▼
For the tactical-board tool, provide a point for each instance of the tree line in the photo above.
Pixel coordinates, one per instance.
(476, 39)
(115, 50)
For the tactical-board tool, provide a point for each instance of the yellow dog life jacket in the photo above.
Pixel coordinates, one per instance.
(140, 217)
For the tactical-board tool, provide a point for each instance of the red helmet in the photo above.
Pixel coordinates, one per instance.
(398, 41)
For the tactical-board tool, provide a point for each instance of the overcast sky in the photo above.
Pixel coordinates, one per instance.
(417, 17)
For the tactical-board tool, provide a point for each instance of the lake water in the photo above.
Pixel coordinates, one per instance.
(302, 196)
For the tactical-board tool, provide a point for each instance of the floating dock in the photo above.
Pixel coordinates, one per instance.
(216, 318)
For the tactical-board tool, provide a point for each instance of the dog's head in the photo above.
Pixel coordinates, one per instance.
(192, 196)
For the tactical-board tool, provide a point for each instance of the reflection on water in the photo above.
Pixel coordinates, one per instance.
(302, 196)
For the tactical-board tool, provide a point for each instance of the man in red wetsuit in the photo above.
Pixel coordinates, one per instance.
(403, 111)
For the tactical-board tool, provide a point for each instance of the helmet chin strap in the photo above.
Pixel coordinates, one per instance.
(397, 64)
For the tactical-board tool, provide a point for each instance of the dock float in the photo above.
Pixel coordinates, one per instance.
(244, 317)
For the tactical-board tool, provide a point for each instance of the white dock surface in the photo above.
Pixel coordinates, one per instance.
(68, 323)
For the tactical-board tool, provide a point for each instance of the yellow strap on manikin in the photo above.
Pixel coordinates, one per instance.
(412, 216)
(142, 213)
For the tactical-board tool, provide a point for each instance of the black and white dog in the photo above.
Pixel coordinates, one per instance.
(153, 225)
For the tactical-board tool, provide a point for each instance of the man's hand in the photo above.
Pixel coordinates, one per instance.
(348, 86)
▲
■ **YOUR TASK**: Nothing should be left out: repeat all of the data exactly.

■ **EXERCISE OUTPUT**:
For the tactical-board tool, provide a point for each instance of the tree line in the photo above.
Pixel coordinates, one per instance.
(476, 39)
(115, 50)
For the tactical-board tool, provide a point for each instance of the yellow dog life jacket in the photo above.
Pixel coordinates, one per instance.
(140, 217)
For the tactical-board tool, provide a point for each instance of the red helmet in the photo above.
Pixel coordinates, one per instance.
(398, 41)
For the tactical-board tool, provide a point for each instance of the overcast sky in the photo above.
Pixel coordinates, one per instance.
(417, 17)
For the tactical-board tool, provide a point for each instance of the lake water in the photo above.
Pixel coordinates, one per instance.
(302, 196)
For the tactical-board tool, provide a point for each instance of the floating dock in the photo above.
Pixel coordinates, one per instance.
(216, 318)
For the tactical-board tool, provide a point for each instance of the dog's head in the photo above.
Pixel coordinates, one per instance.
(192, 196)
For the tactical-board tool, provide a point for each instance of the reflection on water in the photo above.
Pixel coordinates, one per instance.
(302, 196)
For the tactical-board tool, provide a point for each instance of the man in red wetsuit in the photo above.
Pixel coordinates, one per instance.
(403, 111)
For the tactical-board tool, provide a point for each instance of the helmet chin strap in the photo above.
Pixel coordinates, one per instance.
(397, 64)
For the tactical-board tool, provide a point for each instance of the dock float in the photo above.
Pixel coordinates, one per instance.
(244, 317)
For the tactical-board tool, provide a point for each instance of the white dock surface in the photo above.
Pixel coordinates, one per instance.
(68, 323)
For the tactical-board tool, provide a point for each instance of the yellow strap on manikin in the photo above.
Pixel coordinates, one per instance.
(412, 216)
(142, 213)
For the tactical-board tool, provide a point for each instance of the black and white dog in the photo above.
Pixel coordinates, one per instance.
(153, 225)
For the tactical-board tool, provide a point for each instance of the man's hand in the photo above.
Pixel coordinates, one per instance.
(348, 86)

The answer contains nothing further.